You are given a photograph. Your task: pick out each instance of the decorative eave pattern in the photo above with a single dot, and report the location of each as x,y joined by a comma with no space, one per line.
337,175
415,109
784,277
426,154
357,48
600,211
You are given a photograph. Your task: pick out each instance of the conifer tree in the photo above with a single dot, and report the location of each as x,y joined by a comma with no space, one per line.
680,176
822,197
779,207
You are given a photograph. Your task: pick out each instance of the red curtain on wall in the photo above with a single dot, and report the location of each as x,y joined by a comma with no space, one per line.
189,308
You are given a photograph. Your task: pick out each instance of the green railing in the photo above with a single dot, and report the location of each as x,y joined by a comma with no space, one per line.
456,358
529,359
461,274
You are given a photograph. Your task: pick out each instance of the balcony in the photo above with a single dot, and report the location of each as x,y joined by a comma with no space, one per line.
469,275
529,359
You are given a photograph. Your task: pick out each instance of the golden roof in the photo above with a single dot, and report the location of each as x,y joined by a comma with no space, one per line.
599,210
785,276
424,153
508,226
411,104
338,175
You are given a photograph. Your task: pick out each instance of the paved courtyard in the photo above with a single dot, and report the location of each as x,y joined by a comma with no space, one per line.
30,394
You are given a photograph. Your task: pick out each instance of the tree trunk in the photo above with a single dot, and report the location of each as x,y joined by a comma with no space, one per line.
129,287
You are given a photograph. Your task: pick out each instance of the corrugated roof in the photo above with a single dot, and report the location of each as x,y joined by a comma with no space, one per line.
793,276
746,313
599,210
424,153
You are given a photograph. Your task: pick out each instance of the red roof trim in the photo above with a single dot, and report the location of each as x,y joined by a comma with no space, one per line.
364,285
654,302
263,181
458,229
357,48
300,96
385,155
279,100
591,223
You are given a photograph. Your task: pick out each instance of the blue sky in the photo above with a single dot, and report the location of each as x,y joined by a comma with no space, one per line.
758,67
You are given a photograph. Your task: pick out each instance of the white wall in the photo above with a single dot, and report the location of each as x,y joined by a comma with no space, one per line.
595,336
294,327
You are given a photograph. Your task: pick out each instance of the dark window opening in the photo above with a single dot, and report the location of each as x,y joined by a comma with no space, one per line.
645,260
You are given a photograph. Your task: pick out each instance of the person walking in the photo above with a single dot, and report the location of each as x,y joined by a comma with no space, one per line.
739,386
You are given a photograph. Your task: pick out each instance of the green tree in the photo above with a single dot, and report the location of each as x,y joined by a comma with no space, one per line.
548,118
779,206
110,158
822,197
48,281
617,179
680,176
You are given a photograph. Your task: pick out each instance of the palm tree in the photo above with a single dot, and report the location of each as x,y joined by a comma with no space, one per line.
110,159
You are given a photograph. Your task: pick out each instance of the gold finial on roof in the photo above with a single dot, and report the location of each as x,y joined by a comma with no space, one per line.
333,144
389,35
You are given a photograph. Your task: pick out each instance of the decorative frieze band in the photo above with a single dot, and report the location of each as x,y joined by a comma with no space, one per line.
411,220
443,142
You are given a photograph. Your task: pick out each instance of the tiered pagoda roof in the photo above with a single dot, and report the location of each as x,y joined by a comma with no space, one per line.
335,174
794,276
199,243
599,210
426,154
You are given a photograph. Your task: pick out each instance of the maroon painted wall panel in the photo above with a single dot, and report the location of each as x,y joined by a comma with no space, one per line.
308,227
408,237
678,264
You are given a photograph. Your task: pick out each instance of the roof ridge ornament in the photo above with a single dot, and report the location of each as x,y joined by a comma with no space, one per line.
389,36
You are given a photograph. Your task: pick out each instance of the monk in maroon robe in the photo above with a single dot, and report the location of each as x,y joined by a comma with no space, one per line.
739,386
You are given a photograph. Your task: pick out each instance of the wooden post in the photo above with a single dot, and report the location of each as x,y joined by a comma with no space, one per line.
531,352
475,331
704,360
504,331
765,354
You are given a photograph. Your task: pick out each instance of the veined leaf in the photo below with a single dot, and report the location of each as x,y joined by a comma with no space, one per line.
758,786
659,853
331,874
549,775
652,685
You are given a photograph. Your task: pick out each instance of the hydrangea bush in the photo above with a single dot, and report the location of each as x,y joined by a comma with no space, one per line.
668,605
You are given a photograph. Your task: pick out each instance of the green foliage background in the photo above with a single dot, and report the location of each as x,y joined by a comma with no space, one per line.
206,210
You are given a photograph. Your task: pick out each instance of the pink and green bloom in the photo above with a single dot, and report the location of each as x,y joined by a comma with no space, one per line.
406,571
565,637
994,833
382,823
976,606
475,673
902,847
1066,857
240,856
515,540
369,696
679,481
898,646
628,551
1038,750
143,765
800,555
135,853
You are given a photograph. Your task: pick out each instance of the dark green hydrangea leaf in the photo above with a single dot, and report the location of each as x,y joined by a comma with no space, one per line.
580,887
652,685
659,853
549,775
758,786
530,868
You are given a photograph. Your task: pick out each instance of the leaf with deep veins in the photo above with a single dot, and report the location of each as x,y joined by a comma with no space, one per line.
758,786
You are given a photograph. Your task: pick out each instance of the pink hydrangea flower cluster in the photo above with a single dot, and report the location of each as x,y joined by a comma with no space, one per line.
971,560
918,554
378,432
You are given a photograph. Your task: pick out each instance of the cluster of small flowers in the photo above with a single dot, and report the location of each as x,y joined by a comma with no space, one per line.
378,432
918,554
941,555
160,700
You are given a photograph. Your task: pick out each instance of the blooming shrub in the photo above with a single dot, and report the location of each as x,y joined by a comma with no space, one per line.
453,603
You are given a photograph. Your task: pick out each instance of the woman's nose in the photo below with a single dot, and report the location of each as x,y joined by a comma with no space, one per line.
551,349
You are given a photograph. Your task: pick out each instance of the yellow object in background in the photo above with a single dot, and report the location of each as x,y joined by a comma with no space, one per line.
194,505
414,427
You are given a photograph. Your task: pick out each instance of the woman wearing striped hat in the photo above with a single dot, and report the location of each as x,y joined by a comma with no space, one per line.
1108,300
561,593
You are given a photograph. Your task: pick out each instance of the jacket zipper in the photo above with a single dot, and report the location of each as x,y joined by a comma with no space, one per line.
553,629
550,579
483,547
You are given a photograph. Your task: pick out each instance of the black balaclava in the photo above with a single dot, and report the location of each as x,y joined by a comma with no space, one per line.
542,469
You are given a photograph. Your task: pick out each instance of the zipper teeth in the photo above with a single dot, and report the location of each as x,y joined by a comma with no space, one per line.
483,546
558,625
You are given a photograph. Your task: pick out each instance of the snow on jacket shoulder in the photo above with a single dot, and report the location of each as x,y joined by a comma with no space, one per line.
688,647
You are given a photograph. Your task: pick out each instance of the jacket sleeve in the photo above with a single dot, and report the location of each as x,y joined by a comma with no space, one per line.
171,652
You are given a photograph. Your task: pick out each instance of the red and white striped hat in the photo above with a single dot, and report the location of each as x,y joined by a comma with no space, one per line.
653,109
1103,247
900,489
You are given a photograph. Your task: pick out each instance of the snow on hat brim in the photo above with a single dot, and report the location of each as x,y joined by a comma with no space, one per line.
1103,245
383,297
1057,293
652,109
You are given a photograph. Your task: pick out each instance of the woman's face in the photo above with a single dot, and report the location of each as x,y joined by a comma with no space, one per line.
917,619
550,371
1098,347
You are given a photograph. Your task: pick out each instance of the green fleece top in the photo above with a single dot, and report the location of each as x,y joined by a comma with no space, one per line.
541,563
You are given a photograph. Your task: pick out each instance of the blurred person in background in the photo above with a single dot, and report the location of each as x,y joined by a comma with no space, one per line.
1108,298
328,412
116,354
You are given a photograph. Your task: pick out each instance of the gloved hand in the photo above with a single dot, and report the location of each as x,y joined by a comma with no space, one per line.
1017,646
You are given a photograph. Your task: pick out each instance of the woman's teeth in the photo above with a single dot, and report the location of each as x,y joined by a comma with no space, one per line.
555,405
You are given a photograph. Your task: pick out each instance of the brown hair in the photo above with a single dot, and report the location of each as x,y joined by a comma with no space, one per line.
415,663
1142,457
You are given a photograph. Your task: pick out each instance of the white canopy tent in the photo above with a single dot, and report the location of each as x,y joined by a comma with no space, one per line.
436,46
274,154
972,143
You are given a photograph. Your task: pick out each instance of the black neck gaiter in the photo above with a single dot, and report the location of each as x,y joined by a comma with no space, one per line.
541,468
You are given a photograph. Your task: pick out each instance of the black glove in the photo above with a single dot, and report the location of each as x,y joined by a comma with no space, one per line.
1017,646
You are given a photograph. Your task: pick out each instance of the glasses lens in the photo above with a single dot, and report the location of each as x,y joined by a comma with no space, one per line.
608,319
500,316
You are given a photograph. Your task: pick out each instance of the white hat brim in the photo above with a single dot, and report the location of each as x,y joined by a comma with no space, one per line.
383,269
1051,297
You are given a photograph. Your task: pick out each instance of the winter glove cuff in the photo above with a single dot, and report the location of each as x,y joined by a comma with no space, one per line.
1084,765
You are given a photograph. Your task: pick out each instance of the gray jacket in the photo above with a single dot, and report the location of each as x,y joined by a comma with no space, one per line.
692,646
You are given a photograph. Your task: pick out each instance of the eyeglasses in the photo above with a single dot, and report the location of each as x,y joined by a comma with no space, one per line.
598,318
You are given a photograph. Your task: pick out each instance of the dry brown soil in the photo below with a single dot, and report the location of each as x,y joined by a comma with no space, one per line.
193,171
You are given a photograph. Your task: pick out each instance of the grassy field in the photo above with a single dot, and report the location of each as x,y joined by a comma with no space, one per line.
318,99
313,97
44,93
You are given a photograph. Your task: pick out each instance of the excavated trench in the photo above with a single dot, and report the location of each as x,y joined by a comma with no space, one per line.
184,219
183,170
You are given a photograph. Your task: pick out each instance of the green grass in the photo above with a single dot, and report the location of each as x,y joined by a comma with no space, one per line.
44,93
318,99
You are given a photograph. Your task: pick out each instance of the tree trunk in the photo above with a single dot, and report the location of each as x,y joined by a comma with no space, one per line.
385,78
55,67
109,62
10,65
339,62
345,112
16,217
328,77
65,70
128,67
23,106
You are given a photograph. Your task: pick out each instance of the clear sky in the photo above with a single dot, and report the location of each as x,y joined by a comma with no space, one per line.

○ ○ ○ ○

:: WORK INSTRUCTIONS ::
Report each line in the rows above that contains the string "brim", copying every such line in full. Uppercase and lowercase letters count as different.

:: SOLUTION TO THIS EXERCISE ::
You are given a photograph. Your task: pick out each instance of the snow on hat brim in the photo above with a single dot, and report the location of each as x,y joined by a comma with no space, one per line.
You are given a photograph. Your task: pick out each instance of the white hat brim in the photo above with a single dot, and report the location of each as x,y joined by a comma with no space, one per line.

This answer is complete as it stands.